** Start of Given passage **

Hackman was born in San Bernardino, Calif., in 1930, and eventually settled with his grandmother in Danville, Ill.

From a young age he dreamed of being in show business, even as misfortune and tragedy befell him. His father abandoned the family when he was small, and his mother tragically died in a fire she accidentally set with a cigarette while drunk in 1962.

Hackman joined the Marine Corps at age 16 and served for four years overseas but never lost the bug for performing.

He went on to study TV production at the University of Illinois and then theater at the Pasadena Playhouse in California alongside friend Dustin Hoffman before they headed east to New York. In the early ’60s, he finally wound up on Broadway.

These days, Hackman is known for being a “tough guy” with a craggy face. Popeye in “The French Connection,” Little Bill in “Unforgiven,” Agent Rupert Anderson in “Mississippi Burning.”

But his earliest roles in NYC had no blood and guts — just yuks. “Light comedies. Very light,” he said during a TV interview in 1986 of shows such as “Any Wednesday” at the Music Box and “A Rainy Day in Newark” at the Belasco. “They wouldn’t allow them these days. They’d be something you’d see on television.”

Hackman never lost sight of his fizzy start. You can see the effect of those formative years on much of his work — even the grittiest. As threatening as his characters could be, Hackman always had the hint of a wry smile, certainly more so than many of his contemporaries who got top billing during the 1970s. He was a sometimes frightening presence on screen, but always an inviting one. And a truly funny guy.

“There’s something very charismatic in him, even when he’s being his worst,” “The Royal Tenenbaums” director Wes Anderson said in 2001.

And Hackman loved to be bad.

Career breakout

His breakout role came when he played gang member Buck Barrow in 1967’s “Bonnie and Clyde,” which got him his first Oscar nomination.

** End of Given passage **

## Exercise task
Answer these questions using the passage about Hackman's life:
1. In which city and year was Hackman born?
2. At what age did he join the Marine Corps?
3. Which role brought him his first Oscar nomination?
The data come from a separate source and are unrelated to the text.

** Start of Records provided **

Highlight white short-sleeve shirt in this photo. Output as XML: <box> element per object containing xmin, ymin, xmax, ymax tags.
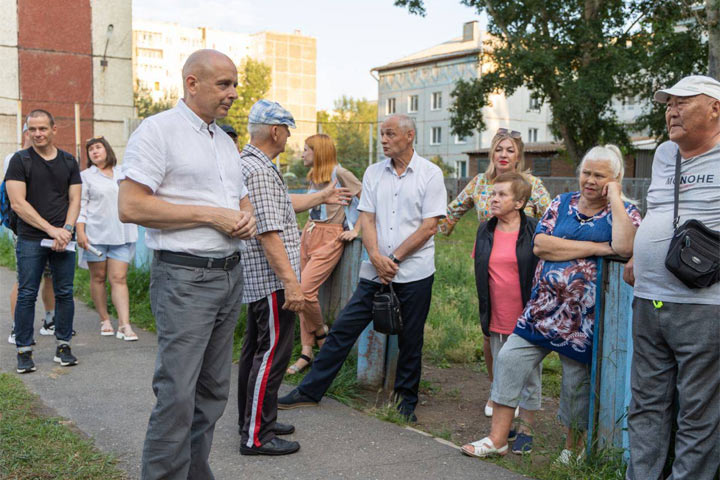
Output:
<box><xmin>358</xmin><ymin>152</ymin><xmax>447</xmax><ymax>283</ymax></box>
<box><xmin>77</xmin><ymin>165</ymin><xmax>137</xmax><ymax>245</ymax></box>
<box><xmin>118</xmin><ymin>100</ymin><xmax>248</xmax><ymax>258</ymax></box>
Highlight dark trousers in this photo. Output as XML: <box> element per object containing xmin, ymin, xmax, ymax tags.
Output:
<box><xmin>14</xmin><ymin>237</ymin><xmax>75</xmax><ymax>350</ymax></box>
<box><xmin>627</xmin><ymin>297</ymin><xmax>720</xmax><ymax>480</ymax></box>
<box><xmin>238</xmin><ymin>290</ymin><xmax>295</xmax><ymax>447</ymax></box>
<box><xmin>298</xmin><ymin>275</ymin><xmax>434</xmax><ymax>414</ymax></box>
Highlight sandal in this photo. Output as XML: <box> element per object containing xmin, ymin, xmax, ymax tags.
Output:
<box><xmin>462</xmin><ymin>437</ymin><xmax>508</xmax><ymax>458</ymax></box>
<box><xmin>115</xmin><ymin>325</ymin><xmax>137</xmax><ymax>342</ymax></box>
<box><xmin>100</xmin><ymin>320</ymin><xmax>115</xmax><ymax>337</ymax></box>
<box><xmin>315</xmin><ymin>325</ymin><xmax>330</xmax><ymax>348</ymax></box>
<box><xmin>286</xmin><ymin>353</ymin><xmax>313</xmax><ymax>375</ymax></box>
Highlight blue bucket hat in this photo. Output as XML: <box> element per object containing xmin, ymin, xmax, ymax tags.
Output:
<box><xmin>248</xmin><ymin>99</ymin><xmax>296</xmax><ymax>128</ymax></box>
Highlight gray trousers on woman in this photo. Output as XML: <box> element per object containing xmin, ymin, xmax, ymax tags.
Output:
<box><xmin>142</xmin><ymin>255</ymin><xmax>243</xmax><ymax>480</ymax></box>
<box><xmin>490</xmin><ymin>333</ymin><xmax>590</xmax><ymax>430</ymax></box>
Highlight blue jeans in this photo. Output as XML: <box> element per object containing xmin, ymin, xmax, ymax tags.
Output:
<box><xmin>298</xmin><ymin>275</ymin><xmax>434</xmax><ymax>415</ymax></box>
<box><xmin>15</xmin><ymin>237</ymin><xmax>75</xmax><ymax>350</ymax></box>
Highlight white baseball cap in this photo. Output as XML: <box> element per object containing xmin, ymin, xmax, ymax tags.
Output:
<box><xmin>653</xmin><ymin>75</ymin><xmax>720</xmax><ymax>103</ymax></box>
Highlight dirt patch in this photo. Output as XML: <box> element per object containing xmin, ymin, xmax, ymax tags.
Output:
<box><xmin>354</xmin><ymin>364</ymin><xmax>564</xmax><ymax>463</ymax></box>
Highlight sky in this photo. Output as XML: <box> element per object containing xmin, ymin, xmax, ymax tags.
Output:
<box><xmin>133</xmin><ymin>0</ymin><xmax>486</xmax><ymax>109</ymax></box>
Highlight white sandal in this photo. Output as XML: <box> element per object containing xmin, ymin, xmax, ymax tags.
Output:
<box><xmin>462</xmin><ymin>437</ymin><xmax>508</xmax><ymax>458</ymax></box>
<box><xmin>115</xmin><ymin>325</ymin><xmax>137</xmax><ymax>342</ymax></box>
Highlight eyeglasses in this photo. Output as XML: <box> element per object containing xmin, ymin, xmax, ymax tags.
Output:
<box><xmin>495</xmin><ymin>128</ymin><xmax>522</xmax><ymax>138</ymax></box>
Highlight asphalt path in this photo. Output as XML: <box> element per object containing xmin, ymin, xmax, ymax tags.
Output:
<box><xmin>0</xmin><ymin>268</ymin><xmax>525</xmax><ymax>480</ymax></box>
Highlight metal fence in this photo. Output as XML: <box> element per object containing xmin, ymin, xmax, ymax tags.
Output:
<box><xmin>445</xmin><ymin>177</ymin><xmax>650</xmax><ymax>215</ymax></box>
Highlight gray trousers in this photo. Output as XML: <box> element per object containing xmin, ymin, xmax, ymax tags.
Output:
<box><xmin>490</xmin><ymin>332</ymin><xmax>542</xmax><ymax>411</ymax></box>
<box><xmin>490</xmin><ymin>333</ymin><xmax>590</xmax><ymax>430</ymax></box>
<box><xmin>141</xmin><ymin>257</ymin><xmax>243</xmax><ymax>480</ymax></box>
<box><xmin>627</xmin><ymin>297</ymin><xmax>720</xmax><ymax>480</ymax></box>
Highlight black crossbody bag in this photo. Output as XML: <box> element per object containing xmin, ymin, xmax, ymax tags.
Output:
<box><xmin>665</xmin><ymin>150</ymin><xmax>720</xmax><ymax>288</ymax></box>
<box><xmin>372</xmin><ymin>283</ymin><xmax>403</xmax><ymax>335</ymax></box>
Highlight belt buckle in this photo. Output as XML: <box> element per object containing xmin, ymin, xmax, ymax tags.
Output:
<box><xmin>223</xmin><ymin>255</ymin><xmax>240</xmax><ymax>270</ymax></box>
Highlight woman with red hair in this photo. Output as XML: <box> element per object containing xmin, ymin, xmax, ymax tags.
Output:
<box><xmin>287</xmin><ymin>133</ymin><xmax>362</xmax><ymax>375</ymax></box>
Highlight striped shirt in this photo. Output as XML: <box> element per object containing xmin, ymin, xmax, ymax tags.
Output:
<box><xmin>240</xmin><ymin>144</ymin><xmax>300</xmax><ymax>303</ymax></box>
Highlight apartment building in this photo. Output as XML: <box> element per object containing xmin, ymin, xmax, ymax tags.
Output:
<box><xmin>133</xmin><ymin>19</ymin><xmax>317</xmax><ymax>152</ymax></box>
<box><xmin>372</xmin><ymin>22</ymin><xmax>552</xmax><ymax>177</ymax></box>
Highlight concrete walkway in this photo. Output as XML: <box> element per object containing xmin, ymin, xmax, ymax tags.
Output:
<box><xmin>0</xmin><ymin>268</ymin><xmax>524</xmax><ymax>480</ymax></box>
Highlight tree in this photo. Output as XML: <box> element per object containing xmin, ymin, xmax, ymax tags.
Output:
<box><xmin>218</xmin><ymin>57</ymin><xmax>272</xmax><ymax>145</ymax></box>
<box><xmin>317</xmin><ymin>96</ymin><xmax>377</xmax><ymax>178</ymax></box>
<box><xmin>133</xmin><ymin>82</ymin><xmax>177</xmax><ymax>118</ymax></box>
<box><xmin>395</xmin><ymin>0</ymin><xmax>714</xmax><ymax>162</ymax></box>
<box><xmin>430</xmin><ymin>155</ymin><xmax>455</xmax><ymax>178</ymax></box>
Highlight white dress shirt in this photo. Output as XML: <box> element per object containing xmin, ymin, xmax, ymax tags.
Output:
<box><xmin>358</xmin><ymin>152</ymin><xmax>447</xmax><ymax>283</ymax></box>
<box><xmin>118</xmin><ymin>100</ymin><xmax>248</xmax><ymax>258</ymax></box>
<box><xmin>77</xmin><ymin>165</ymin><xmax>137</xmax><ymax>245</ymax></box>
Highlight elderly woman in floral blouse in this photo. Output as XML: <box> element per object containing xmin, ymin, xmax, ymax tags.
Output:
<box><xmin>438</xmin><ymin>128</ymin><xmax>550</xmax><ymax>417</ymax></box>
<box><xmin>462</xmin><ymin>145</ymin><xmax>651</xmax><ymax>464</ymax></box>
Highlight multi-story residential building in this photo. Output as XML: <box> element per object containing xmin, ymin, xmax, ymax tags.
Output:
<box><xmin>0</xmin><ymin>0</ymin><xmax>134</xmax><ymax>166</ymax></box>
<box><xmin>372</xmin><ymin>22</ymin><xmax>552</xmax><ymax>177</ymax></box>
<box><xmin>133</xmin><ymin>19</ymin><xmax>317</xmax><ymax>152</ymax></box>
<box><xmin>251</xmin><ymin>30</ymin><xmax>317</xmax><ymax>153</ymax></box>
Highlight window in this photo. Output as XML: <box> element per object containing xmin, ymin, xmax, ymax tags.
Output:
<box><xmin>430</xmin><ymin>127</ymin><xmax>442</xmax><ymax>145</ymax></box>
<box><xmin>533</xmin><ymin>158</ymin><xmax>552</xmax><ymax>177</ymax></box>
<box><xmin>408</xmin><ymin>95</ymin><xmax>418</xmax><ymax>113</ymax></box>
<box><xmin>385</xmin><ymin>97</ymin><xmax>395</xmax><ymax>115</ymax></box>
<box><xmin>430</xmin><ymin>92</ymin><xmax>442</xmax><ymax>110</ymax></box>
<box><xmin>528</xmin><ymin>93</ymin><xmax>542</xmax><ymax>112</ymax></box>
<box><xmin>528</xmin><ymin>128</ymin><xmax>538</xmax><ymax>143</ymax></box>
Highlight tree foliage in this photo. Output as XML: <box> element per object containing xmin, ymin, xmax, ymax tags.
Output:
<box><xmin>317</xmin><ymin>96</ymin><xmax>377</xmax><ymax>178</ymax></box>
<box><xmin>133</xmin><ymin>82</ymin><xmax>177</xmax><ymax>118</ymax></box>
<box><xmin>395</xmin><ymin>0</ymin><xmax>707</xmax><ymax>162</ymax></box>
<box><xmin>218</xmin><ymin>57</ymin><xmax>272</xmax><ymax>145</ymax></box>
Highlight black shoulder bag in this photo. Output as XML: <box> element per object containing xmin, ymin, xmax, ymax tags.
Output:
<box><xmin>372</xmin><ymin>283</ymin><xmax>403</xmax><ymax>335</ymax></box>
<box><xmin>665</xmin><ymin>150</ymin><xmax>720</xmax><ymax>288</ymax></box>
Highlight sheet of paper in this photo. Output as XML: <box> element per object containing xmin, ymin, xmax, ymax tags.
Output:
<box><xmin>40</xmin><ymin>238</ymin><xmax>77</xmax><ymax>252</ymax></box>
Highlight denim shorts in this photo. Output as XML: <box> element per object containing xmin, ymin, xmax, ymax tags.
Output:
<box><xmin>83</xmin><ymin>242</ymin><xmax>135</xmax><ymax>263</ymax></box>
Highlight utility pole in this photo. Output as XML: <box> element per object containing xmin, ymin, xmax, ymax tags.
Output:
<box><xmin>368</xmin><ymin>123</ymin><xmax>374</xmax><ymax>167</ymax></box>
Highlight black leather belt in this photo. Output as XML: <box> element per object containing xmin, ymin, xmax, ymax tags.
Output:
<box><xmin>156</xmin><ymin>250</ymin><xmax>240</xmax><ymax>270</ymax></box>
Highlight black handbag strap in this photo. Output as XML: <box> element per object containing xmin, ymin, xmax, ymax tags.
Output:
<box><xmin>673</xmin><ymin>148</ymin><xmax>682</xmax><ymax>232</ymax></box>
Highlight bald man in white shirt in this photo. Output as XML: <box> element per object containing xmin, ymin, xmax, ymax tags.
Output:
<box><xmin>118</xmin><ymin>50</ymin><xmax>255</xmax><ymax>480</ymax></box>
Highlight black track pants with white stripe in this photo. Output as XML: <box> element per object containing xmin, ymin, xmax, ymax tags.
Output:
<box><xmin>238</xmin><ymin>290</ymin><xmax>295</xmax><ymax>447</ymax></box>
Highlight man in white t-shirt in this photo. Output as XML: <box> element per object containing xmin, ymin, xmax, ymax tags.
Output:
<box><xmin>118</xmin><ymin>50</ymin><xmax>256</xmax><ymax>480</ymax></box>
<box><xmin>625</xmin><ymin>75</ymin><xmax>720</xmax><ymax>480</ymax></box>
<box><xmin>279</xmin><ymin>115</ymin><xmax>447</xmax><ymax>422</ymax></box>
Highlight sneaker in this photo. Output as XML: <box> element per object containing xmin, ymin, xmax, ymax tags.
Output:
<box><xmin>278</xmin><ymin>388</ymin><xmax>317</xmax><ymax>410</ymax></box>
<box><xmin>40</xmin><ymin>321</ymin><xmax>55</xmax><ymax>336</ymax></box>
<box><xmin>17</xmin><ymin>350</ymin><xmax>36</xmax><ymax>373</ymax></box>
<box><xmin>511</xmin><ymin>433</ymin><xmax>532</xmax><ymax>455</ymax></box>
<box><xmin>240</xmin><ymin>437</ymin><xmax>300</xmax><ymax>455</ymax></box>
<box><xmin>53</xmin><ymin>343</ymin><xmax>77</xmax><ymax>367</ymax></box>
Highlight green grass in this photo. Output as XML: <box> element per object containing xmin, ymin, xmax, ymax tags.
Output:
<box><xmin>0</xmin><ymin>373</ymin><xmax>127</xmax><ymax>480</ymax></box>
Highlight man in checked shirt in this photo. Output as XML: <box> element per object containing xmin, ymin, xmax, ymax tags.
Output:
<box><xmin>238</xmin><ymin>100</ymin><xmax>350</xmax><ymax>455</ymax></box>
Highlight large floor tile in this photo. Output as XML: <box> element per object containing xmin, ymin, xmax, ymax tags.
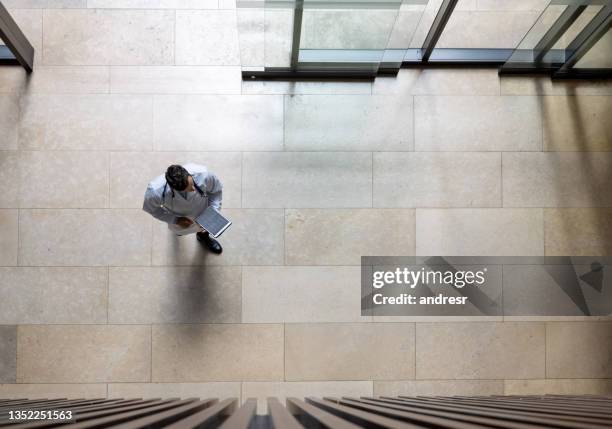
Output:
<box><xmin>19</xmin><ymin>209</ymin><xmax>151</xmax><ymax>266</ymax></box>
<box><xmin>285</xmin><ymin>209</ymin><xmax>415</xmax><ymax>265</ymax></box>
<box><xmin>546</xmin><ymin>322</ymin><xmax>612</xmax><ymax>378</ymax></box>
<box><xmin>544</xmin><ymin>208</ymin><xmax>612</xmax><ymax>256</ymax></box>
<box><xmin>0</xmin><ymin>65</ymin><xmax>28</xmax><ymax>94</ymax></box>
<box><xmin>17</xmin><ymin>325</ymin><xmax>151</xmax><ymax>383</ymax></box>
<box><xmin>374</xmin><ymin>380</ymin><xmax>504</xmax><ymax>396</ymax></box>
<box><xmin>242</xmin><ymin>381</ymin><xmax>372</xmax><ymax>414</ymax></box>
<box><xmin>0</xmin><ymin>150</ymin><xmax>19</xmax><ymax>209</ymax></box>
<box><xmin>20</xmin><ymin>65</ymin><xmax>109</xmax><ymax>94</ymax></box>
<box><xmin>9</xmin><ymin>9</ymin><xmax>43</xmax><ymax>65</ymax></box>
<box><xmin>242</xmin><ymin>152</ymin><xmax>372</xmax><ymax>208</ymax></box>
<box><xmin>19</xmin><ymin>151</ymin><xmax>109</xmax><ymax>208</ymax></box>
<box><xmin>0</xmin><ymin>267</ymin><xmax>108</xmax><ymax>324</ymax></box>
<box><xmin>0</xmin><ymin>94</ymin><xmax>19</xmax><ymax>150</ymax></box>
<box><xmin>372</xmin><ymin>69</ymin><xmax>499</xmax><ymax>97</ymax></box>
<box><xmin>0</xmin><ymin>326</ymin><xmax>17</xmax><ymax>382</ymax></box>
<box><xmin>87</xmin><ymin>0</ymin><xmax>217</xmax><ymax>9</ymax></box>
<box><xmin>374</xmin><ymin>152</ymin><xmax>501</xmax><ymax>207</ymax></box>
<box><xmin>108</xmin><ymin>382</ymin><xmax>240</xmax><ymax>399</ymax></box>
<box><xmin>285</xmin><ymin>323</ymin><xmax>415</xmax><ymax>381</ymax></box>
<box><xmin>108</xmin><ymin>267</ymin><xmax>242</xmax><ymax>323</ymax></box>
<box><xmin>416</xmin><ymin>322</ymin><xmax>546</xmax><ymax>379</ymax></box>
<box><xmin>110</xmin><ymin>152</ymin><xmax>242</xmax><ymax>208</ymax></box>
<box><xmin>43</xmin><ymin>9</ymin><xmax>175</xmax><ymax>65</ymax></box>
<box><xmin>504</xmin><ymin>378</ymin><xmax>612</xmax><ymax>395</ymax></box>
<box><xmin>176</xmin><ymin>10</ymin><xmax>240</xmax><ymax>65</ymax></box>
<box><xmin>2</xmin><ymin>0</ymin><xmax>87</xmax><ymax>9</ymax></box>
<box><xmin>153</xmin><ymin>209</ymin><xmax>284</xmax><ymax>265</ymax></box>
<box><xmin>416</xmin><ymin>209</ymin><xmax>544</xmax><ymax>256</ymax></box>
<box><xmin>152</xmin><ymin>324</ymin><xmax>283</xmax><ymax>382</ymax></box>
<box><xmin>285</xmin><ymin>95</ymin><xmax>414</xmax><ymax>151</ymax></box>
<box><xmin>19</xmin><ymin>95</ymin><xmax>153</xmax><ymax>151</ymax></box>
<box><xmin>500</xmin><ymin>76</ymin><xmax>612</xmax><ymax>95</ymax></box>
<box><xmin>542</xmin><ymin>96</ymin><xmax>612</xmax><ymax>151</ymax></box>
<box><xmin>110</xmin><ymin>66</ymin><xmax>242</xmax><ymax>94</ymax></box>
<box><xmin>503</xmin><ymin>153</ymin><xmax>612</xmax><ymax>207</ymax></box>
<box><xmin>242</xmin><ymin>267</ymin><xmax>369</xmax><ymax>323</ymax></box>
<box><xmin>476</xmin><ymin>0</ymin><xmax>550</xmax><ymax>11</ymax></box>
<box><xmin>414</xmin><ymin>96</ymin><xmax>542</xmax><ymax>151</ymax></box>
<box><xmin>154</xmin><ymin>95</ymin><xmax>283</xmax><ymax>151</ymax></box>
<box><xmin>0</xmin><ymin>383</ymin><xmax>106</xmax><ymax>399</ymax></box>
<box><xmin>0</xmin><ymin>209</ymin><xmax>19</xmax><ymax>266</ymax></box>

** End of Records provided **

## Answer below
1. San Bernardino, Calif., in 1930
2. 16
3. Gang member Buck Barrow in 1967's "Bonnie and Clyde"